Copy the material below word for word, beginning at the line that contains "the glass jar?" and stopping after the last line of the material.

* BEGIN Supplied data *

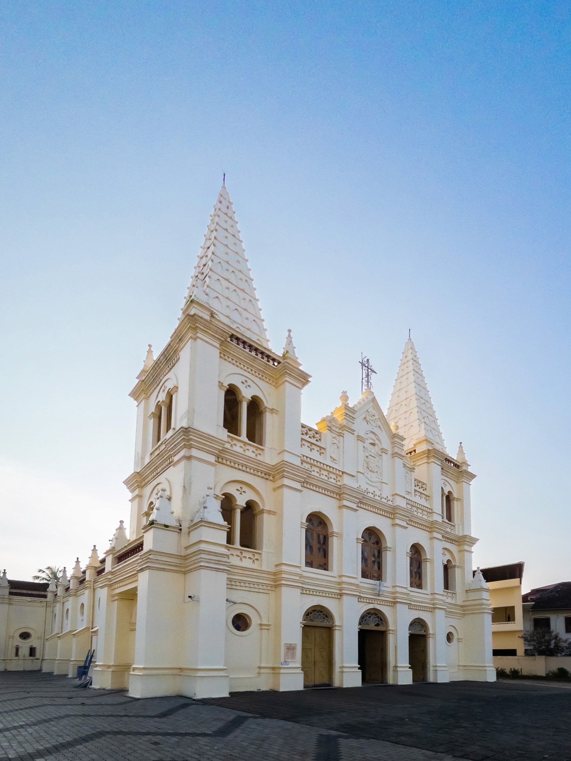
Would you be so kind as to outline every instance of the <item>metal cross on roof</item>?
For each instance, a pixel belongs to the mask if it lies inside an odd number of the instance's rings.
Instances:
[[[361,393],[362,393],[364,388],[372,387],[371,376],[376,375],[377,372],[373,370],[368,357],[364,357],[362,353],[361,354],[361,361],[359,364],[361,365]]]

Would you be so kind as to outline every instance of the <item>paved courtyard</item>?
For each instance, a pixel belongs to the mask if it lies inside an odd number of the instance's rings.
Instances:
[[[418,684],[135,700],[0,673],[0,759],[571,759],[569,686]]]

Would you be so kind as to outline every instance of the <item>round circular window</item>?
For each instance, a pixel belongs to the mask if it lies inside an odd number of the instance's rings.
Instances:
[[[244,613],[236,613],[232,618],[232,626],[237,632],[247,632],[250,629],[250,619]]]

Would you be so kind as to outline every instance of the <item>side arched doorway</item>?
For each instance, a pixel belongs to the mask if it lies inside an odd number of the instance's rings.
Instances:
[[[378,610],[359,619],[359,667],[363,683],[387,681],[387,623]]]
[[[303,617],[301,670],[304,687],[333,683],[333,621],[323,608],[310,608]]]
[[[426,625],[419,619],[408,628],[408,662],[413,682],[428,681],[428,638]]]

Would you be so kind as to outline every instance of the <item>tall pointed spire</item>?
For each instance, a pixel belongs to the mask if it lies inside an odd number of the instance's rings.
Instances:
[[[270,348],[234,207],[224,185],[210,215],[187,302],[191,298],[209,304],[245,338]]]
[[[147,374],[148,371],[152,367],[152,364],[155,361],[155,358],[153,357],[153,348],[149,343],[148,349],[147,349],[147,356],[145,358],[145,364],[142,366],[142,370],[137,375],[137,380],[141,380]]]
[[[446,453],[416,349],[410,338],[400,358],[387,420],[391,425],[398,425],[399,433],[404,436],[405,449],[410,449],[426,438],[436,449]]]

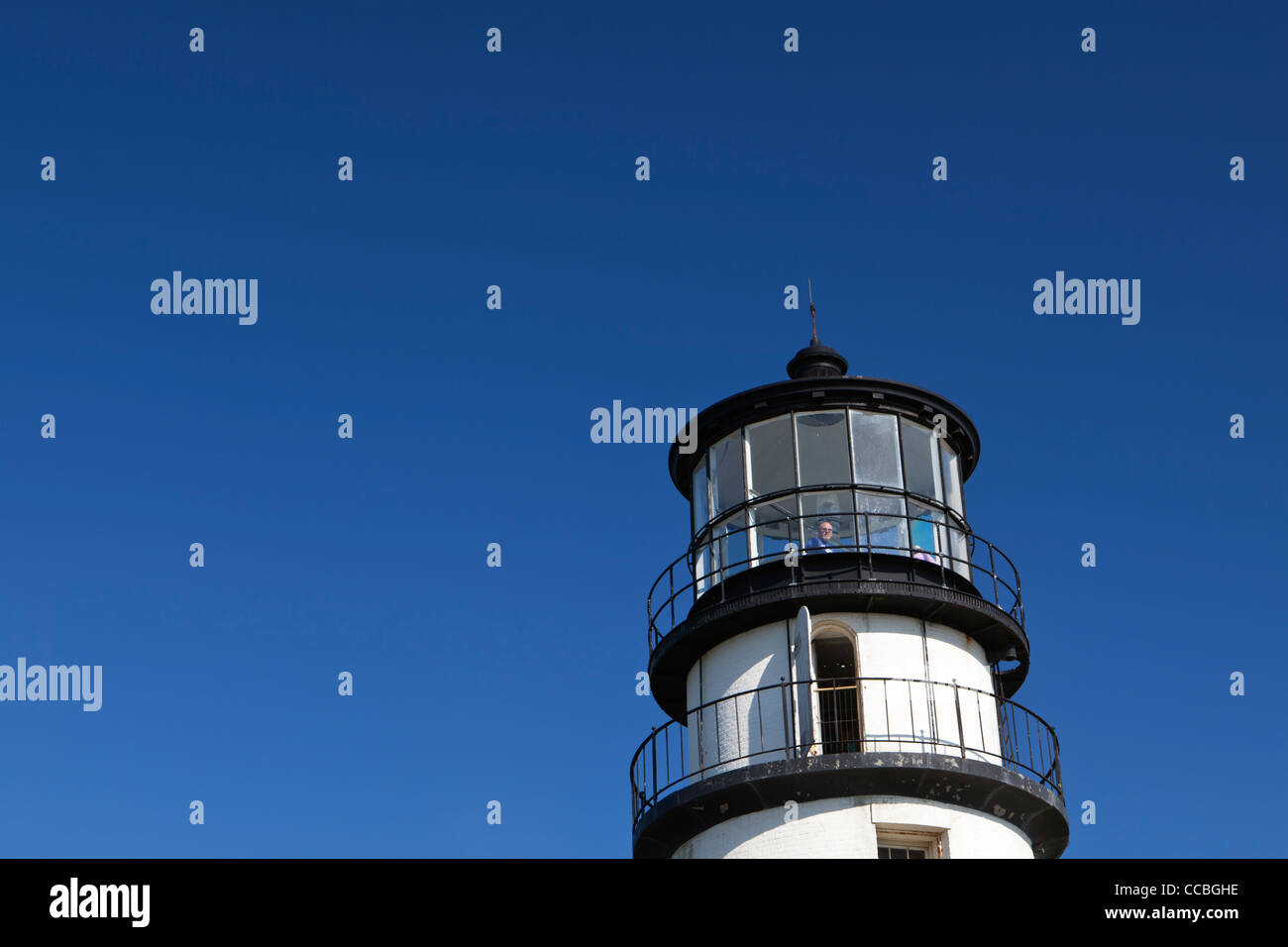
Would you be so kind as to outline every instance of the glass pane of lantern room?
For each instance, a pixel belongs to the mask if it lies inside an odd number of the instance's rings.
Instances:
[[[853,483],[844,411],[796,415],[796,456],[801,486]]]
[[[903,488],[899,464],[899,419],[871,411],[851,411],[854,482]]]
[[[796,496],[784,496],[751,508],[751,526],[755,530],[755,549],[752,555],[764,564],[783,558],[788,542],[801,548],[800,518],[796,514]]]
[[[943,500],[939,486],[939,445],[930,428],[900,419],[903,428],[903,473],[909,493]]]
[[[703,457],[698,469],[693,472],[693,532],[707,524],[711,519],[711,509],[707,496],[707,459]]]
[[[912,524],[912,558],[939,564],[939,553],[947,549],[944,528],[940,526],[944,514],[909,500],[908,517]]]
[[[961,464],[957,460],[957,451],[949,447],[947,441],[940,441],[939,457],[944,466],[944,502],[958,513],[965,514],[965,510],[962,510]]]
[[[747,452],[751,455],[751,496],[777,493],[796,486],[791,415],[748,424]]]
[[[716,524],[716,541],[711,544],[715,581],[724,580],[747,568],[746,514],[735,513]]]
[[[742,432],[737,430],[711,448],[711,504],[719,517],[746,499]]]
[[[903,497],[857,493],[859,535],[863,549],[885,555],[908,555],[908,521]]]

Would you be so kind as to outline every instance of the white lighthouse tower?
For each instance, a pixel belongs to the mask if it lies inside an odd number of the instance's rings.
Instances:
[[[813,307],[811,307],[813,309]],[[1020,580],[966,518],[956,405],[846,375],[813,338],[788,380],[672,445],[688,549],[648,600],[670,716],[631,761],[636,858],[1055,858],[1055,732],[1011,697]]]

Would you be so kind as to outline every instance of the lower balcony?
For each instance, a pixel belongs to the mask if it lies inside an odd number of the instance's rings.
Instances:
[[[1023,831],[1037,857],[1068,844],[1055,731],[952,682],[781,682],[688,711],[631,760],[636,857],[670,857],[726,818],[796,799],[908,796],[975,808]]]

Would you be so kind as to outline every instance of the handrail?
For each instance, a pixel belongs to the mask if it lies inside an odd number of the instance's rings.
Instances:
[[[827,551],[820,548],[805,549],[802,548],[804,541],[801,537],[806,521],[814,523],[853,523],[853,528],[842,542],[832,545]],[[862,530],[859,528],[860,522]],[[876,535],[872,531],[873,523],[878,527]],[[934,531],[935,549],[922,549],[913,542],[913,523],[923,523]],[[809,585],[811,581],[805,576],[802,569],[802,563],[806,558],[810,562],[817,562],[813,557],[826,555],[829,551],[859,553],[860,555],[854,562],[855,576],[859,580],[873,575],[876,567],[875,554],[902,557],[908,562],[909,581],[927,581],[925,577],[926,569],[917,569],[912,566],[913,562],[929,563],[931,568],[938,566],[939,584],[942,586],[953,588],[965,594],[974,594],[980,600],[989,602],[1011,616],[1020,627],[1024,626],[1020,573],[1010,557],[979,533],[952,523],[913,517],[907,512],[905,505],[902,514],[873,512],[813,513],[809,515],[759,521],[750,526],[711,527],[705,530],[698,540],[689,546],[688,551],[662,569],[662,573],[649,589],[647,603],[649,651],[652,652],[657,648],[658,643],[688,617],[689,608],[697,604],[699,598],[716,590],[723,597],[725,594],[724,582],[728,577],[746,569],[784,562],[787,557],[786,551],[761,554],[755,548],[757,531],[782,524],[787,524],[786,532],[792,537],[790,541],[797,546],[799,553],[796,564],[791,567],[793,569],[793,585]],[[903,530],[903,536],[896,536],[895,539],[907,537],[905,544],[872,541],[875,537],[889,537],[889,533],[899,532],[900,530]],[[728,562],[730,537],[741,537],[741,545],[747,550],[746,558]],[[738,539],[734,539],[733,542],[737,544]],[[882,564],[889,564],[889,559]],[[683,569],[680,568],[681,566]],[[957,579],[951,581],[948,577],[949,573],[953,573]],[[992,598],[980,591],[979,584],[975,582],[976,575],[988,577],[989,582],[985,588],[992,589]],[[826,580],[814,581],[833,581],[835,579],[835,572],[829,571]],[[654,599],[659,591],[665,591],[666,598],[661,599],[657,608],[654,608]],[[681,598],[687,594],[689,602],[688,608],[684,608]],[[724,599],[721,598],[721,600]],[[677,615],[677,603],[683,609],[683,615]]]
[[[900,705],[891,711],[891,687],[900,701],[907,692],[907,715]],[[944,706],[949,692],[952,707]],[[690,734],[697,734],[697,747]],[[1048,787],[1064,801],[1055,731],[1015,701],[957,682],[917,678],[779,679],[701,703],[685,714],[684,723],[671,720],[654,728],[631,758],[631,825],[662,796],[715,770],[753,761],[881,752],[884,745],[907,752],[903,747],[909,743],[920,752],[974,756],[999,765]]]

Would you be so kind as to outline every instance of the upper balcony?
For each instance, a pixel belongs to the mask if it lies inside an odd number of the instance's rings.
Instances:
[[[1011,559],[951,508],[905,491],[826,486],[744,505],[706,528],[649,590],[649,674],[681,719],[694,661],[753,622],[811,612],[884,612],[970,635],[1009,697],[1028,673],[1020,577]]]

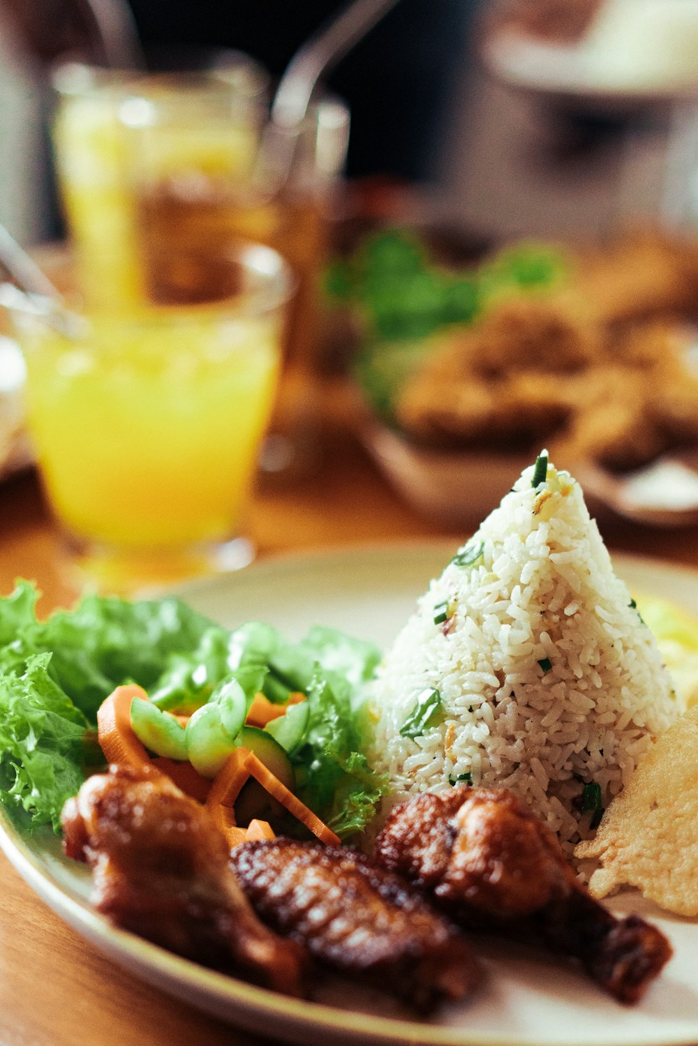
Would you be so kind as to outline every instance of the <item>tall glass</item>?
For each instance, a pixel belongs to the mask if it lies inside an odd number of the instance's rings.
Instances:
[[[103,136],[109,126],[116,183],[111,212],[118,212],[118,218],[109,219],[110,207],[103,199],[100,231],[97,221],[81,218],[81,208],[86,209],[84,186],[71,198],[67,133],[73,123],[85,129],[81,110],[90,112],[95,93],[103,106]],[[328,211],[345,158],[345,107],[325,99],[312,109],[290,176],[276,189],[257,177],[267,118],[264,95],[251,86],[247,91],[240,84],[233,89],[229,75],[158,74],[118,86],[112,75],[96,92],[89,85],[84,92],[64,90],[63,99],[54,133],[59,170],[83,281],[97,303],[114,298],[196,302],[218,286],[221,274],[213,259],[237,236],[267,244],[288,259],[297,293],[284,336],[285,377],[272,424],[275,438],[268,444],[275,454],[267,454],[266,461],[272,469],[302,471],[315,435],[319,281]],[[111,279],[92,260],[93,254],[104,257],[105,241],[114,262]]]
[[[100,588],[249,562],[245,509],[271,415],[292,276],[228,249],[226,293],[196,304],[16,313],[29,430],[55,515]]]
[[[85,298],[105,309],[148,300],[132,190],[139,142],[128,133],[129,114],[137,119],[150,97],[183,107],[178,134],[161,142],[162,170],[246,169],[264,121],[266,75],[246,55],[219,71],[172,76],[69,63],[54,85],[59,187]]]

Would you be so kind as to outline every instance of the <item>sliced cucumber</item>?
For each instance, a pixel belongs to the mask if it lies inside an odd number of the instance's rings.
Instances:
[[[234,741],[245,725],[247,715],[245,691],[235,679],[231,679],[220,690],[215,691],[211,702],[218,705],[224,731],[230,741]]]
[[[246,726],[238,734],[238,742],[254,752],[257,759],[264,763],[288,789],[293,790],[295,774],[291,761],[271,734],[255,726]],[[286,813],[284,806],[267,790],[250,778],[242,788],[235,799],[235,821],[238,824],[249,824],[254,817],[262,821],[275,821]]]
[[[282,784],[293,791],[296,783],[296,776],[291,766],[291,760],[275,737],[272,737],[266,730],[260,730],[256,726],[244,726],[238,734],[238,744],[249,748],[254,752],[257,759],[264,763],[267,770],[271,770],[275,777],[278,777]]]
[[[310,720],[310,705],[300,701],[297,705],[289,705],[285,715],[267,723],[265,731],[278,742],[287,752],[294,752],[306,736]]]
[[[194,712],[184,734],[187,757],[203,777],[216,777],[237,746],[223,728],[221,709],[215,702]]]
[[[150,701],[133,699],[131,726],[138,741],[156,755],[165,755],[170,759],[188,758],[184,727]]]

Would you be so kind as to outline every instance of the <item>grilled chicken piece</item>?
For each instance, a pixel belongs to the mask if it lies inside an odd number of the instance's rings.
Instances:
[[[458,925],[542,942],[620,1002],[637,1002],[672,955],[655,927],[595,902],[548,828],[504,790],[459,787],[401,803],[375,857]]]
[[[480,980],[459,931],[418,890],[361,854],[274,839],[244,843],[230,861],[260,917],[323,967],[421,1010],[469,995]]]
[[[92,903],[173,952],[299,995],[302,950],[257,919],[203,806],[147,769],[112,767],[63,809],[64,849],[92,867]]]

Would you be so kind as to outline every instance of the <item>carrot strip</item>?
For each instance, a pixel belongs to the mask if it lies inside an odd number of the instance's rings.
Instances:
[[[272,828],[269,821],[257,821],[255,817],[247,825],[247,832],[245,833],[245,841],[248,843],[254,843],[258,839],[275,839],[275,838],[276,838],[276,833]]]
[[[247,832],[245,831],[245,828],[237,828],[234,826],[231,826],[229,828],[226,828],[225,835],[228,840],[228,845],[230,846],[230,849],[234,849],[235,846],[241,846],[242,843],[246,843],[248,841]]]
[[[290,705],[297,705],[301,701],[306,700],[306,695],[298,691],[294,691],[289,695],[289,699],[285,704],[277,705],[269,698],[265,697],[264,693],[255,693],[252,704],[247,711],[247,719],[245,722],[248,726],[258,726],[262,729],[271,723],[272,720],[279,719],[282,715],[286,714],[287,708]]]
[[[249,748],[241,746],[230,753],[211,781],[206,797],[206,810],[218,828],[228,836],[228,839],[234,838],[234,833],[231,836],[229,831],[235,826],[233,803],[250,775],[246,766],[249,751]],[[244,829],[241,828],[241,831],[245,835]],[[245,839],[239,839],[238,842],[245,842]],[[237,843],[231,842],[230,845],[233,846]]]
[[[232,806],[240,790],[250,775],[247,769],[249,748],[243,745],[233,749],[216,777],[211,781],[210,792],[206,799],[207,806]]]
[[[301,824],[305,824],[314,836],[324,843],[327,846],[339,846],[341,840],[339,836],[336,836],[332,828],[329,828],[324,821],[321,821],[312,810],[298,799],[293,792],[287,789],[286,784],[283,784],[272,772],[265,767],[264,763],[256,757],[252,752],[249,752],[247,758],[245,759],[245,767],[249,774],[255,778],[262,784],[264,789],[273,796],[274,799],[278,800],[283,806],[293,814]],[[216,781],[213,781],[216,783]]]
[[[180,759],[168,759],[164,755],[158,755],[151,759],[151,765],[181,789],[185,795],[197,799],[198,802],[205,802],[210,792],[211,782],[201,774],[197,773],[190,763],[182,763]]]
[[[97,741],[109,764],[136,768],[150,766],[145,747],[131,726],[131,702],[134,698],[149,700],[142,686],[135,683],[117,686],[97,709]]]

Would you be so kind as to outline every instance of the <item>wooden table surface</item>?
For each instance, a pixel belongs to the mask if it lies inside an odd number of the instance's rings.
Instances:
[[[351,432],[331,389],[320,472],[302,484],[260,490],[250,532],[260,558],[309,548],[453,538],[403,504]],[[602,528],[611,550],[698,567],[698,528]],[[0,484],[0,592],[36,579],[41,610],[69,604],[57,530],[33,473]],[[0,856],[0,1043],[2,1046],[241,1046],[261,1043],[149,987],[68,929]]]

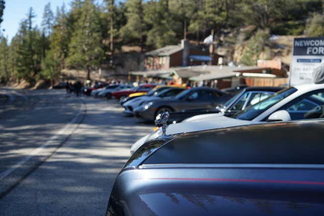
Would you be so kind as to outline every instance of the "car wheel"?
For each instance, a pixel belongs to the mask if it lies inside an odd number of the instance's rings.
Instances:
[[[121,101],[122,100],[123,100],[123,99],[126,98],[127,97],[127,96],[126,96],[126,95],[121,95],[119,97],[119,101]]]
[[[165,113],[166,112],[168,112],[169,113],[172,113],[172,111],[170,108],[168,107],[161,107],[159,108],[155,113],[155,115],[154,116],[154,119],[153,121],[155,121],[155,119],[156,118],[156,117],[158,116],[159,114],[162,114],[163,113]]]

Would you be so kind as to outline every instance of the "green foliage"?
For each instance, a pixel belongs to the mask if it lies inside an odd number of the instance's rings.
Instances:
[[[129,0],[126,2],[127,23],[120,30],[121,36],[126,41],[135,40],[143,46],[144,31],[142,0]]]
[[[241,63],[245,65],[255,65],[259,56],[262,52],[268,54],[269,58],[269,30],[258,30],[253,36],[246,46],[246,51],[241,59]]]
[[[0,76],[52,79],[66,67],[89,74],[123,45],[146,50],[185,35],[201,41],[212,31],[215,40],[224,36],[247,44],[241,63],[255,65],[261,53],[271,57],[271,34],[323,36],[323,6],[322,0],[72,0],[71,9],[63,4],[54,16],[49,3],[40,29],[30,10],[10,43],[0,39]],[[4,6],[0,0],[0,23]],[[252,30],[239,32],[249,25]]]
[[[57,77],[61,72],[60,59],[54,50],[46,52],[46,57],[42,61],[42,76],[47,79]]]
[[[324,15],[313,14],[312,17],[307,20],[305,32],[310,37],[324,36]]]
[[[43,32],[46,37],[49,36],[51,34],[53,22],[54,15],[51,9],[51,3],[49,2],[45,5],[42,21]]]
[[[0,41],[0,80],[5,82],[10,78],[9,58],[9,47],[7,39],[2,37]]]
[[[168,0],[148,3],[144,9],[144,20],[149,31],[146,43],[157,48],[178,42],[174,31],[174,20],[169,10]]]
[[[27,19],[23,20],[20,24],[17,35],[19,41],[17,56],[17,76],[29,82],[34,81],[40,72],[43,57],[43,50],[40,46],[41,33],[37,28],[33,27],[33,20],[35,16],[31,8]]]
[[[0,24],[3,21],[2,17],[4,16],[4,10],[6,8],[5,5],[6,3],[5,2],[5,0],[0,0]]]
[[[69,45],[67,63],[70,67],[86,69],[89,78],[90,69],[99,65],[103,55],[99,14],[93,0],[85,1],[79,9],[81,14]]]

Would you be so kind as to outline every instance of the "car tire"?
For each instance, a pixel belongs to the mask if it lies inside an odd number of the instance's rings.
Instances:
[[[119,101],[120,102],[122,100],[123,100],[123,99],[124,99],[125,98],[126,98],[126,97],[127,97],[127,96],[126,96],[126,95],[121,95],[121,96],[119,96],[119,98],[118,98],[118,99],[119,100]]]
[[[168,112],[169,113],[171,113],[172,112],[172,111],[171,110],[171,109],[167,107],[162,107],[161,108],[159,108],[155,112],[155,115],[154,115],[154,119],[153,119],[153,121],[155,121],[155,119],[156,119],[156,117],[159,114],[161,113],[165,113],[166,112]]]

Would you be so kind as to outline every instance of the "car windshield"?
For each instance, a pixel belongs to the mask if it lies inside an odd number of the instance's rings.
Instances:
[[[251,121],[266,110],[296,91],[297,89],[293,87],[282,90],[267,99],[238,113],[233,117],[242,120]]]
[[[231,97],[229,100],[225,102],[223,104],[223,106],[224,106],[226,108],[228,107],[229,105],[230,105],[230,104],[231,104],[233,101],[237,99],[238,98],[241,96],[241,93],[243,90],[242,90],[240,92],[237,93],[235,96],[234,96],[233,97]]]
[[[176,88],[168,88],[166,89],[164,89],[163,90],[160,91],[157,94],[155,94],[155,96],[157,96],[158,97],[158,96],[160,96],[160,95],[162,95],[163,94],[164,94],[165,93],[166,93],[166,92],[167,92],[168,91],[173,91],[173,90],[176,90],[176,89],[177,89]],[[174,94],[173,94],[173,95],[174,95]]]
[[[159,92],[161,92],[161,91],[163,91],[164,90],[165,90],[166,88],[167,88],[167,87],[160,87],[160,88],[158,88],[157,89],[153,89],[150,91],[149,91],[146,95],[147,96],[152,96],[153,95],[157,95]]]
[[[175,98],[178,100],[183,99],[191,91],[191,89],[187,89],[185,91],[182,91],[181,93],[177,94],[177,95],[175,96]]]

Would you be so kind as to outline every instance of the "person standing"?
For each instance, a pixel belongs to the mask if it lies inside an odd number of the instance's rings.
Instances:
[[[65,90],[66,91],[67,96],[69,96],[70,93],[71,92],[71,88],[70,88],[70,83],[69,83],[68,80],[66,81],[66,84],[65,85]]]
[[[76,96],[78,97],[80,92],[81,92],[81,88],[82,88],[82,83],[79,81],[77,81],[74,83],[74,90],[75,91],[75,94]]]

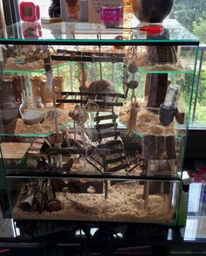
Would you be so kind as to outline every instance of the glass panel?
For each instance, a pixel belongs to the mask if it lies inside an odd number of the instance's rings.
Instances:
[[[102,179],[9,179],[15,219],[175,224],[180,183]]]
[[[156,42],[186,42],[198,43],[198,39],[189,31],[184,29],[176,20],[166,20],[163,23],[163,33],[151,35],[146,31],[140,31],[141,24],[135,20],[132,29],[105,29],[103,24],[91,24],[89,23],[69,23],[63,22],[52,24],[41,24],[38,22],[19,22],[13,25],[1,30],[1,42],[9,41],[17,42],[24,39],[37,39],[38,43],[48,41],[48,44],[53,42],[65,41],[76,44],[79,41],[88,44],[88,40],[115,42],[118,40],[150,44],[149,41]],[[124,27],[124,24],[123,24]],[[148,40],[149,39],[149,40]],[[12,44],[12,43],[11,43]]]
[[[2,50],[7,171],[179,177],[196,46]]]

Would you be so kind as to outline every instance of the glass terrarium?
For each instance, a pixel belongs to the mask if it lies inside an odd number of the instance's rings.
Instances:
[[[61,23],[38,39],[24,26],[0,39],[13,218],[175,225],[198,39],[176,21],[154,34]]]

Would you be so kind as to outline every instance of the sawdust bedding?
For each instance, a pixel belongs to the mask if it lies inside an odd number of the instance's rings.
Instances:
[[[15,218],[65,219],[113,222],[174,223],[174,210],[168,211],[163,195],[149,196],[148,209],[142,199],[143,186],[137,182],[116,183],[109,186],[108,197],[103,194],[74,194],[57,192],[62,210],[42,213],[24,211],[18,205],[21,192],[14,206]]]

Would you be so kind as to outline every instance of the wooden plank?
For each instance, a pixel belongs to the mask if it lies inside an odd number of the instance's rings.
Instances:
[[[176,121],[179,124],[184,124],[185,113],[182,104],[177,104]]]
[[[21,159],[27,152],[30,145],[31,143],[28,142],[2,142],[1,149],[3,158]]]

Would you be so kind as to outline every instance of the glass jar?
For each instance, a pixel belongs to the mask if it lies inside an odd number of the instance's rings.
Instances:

* END Supplied data *

→ Full output
Would you be so kind as to outline every instance of the glass jar?
For each instance, a pixel belongs to the mask if it lies inside an odd number of the instance's rings.
Instances:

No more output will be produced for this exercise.